### Text to read
I have an imperfect tone when it comes to texting. TBH, calling it "imperfect" is me being very generous to myself. When I'm distracted by a podcast, I text like a gruff, under-bridge troll. When I'm trying to seem cool to a successful boss lady, I become a manic, word-spewing millennial. When it comes to texting in a new relationship, I think a lot about what words to use so I don't come across as a disinterested jerk or an overeager teenager, both of which definitely scare off potential suitors.
Because 2017 is opposite year, if I'm interested in you, I'll probably wait a really long time to text you back. When I feel a bit more "meh," I'll text you like I'm entering some sort of "first comment" competition on Instagram. Again, I'm 28, the dating book The Game is over ten years old, and texting like an a-hole has gotten me into more fights than marriages. (37:0 ratio.)
Why is texting style so important? Texting can be the first indicator of what a person is like when you start dating, especially now that we all meet by exchanging numbers with strangers whose faces we swiped via algorithm. Are their texts including lots of vowels? They seem friendly. Are they overzealous with their "LOLs"? No thank you. Emoji game 100? Yes please.
I wouldn't encourage you to analyze your date's succinct, punctuation-less texts like they are the Meyers Briggs test, but the way you text your partner can be a great indicator of how you feel about your new relationship.
You Reply As Soon As You Can Like An Adult
Assuming you are more functional than I am, you're probably replying to your new boo right away because you like them and don't want to leave them hanging. First off, it's good that you like this person. Replying to texts right away is also a great sign that you are comfortable and confident with them knowing how you feel about them.
It probably also means that they've been communicating effectively with you, and you want to return the favor. You two sound like a functional pair that would make functional babies who could possibly become president and lead to a more functional world. Cheers to not playing games.
You Send Memes And Articles Back And Forth All Day
You two are fun, and I want to hang out. DM-ing Daquan's genial Instagram posts back and forth throughout a work day means that you both share a sense of humor. It also means that you're thinking of each other throughout the work day.

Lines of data
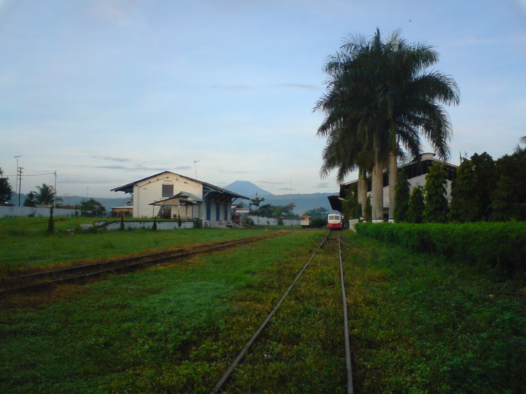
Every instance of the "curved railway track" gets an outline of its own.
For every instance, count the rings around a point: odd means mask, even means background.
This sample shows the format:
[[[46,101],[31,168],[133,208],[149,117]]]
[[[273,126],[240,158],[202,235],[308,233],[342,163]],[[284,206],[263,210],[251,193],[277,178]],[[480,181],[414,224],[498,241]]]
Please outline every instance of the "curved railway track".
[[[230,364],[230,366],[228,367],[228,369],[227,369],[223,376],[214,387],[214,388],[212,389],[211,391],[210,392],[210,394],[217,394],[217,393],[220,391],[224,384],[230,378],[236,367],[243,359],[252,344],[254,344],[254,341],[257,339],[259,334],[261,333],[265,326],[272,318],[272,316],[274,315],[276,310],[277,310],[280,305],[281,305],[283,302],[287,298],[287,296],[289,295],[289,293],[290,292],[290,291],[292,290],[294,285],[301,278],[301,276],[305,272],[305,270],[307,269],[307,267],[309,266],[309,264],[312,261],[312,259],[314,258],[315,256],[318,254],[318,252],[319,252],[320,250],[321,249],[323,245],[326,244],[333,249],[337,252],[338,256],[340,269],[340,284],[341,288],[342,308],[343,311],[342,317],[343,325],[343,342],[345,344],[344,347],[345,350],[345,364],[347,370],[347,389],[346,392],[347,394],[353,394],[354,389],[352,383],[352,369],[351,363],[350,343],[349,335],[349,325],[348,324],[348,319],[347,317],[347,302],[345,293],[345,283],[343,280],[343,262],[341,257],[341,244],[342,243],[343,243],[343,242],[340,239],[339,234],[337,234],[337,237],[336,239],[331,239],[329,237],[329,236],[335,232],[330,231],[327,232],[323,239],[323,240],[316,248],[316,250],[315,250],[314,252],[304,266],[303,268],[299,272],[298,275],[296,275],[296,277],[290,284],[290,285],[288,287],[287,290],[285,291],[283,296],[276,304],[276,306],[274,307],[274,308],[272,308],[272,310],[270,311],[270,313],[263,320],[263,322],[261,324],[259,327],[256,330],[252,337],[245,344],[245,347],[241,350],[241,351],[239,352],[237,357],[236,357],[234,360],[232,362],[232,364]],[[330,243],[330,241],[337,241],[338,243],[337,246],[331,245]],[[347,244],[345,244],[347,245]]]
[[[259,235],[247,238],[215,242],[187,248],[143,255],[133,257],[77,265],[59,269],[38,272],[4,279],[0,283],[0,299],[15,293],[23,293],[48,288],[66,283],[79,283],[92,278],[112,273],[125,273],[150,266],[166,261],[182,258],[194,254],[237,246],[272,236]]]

--

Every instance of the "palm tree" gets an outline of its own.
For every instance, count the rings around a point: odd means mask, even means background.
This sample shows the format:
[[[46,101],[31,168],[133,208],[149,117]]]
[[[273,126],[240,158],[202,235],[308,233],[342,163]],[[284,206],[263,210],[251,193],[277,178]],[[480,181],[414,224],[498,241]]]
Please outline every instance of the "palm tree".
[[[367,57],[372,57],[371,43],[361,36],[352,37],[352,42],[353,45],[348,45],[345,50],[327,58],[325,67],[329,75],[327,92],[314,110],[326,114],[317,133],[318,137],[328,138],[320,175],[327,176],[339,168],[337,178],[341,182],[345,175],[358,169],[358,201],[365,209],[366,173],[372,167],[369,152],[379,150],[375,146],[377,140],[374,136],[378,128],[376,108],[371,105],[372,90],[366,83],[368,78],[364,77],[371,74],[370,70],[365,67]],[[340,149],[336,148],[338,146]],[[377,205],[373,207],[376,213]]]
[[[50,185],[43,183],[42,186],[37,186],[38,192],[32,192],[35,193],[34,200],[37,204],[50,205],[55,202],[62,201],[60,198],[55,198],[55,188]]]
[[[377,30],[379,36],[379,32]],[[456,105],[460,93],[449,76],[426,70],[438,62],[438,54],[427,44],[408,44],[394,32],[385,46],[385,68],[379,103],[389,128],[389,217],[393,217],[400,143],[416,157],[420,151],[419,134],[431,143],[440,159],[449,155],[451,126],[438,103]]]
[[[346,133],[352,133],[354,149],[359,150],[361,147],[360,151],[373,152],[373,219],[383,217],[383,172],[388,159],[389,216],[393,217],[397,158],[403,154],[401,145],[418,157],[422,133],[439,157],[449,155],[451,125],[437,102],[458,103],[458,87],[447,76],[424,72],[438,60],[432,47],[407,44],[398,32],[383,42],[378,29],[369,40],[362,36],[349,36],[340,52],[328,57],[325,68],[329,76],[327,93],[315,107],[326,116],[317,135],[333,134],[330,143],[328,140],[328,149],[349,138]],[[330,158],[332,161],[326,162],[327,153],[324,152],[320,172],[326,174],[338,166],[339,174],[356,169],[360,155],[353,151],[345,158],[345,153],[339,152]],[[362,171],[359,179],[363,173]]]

### Short exercise A
Answer these questions using the piece on texting in new relationships.
(i) What age does the writer give for themselves?
(ii) Which test does the writer say not to treat a date's short, punctuation-less texts like?
(iii) Whose Instagram posts does the piece mention being sent back and forth during a work day?
### Short exercise B
Reproduce the passage of the piece on texting in new relationships between "You Reply As" and "not playing games.", inclusive.

### Written reply A
(i) 28
(ii) The Meyers Briggs test
(iii) Daquan's

### Written reply B
You Reply As Soon As You Can Like An Adult
Assuming you are more functional than I am, you're probably replying to your new boo right away because you like them and don't want to leave them hanging. First off, it's good that you like this person. Replying to texts right away is also a great sign that you are comfortable and confident with them knowing how you feel about them.
It probably also means that they've been communicating effectively with you, and you want to return the favor. You two sound like a functional pair that would make functional babies who could possibly become president and lead to a more functional world. Cheers to not playing games.